Update the records below so that every "largest circle" becomes "biggest circle", and reproduce them with everything else unchanged.

[Location identification records]
————
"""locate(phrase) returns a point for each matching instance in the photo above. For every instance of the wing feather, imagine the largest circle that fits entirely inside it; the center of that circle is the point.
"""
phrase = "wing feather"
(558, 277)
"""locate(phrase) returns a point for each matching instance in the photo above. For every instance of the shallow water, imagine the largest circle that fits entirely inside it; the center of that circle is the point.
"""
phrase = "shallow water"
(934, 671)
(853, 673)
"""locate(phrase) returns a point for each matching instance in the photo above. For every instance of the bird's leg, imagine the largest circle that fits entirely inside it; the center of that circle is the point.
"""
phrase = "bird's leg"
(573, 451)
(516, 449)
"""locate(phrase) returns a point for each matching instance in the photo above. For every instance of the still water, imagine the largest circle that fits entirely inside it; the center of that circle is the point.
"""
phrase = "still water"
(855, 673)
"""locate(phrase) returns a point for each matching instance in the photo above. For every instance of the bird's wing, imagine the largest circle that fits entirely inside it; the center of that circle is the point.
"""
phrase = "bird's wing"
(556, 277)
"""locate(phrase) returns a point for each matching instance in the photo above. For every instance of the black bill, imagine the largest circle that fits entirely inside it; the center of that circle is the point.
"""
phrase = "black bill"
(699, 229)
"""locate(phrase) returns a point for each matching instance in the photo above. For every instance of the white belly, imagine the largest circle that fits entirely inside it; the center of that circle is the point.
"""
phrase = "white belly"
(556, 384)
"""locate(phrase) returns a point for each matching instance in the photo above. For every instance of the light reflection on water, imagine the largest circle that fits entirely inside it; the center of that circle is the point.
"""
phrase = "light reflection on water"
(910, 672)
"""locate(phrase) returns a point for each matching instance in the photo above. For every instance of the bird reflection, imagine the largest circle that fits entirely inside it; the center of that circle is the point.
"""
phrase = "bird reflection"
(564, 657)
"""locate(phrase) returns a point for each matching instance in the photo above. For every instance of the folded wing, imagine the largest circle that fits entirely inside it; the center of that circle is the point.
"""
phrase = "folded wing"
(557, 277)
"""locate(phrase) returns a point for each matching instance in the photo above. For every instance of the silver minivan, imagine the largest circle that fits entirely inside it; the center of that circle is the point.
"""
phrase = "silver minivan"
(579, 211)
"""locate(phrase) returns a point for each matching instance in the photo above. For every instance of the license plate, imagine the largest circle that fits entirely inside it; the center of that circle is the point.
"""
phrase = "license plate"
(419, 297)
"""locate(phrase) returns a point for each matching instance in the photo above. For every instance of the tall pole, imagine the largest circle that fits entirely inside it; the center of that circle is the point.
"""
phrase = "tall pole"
————
- [Response]
"""locate(phrase) returns a point for each matching instance in the photo above. For every instance of the wing feather, imagine the biggest circle that fits entirely inside it; the center of that circle is the point.
"""
phrase = "wing feather"
(558, 277)
"""locate(phrase) returns a point for each matching instance in the photo above. For every instance of the shallow water, imagine the biggest circle that fits entirely inside it; the center of that circle is the point.
"""
phrase = "shallow water"
(934, 671)
(853, 673)
"""locate(phrase) returns a point for each matching instance in the photo above. For every instance of the bird's leg, imagine the biggest circle that fits entirely inside it; the center of that circle is the point.
"""
phrase = "bird's leg"
(573, 451)
(516, 449)
"""locate(phrase) returns a point for each matching instance in the photo above. For every instance of the still water, imagine the biggest circle that fits entirely inside it; the center of that circle is the point.
"""
phrase = "still water"
(855, 673)
"""locate(phrase) returns a point for each matching instance in the photo above. For every instance of the bird's wing, imagine the biggest circle that fits entirely inside it; the center of that circle is the point.
"""
phrase = "bird's wing"
(556, 277)
"""locate(phrase) returns a point for each matching instance in the photo above. For every instance of the black bill, imagine the biggest circle that fits entirely inside it; the center of that circle is the point.
"""
phrase = "black bill"
(699, 229)
"""locate(phrase) returns a point for each matching instance in the photo above. For every instance of the white belly, imagine the biggest circle that fits entirely inside it; the center of that circle is the point.
"""
phrase = "white belly"
(556, 384)
"""locate(phrase) returns a point for each matching instance in the photo above. For every instance of the light reflection on water, imagine the biggest circle that fits entirely inside it; the center of that circle is the point.
"""
phrase = "light reflection on water"
(910, 672)
"""locate(phrase) returns a point for each matching instance in the photo above. For every instance of the bird reflection, imagine the biggest circle that fits entirely inside it; the center of that circle is the point.
"""
phrase = "bird reflection"
(564, 657)
"""locate(phrase) returns a point for each matching instance in the photo above. For every instance of the folded wing, imagine the biggest circle that fits entirely inside it; the center of that circle is the point.
"""
phrase = "folded wing"
(557, 277)
"""locate(phrase) returns a point for each matching instance in the photo above. For every instance of the silver minivan, imagine the biggest circle that fits entirely inside it; the center of that circle is the point.
"""
phrase = "silver minivan"
(579, 211)
"""locate(phrase) returns a point for each matching instance in the photo above. For every instance of the license plate, imagine the biggest circle that fits entirely inside it; the center of that circle is the point.
"""
phrase = "license plate"
(419, 297)
"""locate(phrase) returns a point for each matching instance in the photo above. For every instance of the tall pole, imagine the biggest circle that fits entirely inside it; the center of that circle is the point.
"""
phrase = "tall pole"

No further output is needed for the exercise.